• Instructions to follow:
The records below are to be copied exactly, with their pictures left out.

• Record excerpts:

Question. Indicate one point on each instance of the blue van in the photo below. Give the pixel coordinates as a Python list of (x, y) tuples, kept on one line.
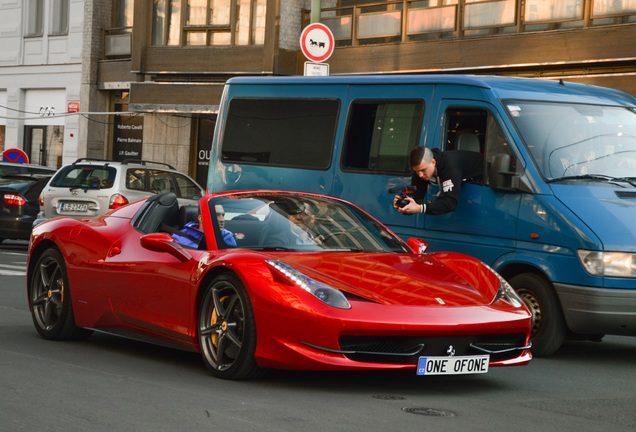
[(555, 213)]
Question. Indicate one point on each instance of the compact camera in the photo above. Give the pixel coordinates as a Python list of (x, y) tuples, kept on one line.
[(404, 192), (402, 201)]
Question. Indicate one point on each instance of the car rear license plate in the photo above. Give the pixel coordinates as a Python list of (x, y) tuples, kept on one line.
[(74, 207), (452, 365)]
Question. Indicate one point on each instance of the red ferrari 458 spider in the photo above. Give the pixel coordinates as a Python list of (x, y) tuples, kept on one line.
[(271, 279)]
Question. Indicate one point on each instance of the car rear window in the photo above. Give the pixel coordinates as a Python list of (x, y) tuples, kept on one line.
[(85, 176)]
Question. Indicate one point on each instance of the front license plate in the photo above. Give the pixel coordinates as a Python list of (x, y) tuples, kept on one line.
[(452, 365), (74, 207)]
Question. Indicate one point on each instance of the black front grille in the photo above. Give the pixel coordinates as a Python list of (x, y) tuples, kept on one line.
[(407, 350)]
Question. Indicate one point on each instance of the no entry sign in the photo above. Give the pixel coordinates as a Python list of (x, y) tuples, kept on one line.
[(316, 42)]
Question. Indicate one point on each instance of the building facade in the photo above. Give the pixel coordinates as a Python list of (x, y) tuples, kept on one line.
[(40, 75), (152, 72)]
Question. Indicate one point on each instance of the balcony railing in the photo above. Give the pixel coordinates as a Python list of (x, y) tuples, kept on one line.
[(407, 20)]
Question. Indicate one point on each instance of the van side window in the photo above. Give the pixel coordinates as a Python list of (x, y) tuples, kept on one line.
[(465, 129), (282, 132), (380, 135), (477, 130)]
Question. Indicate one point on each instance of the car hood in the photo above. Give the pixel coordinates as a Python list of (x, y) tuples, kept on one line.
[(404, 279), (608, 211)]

• Answer box:
Question. Indicate one point on each instance of the blue van in the photo below. Give the pixel coordinates as a Python list of (x, y) tuples, kept on one line.
[(555, 213)]
Question. Indicate one point on each instance of the compact camera in the photo above. Give the pixel coordinates as a Python list of (x, y) tuples, kept on one line.
[(404, 192), (402, 201)]
Question. Indicate one point on each instance of the car rear license plate in the photo above. Give the pixel coordinates as a Python list of (x, y) tuples, kept on one line.
[(74, 207), (452, 365)]
Question. Indicate one point on each instance of the red ferrari 458 spider in the photo above. Give the pixel coordinates as a Python list of (x, y) tuples, kept on one line.
[(271, 279)]
Question. Indicate one point on each instance of the car rear window in the photo above. Give the pixel coordinates as a Python list of (x, y) tuples, kept on one line.
[(85, 176)]
Question. Indicate one point on each instance of the front license plate in the photo above. Give the pixel coordinates as a Python list of (x, y) tuples, kept on one line.
[(452, 365), (74, 207)]
Question. Indicate one point on each instance of the black front grille in the photo above. Give the pixel coordinates as a Python list of (x, y) tuples, kept on one line.
[(407, 350)]
Question. Indicate one point on each instance of the no entry sign in the photo above. Give the pixel coordinates as a Python list of (x, y) tuples, kept on one line.
[(316, 42)]
Question. Indicate one point on each instance of the building facade in the photo above. Give the pixel coordinates as a Python list of (x, y) tuples, kept on one line.
[(40, 75), (152, 72)]
Question. Indicate one point on each instance of the balcony railing in the photo above. Give the pixel coordinates as a Python list of (x, y) tuples, kept on one line.
[(407, 20)]
Question. Indicate one point on each instance of the van side window in the photo above. Give the pixel coordinates as a Python list of (x, y) tuples, kept on one line.
[(465, 129), (282, 132), (380, 135), (477, 130)]
Question. Indicate one point on each instance of the car hood in the photo above. Give the pixel coordinates as a Python list of (x, y) tuples, kept on one line.
[(404, 279), (608, 211)]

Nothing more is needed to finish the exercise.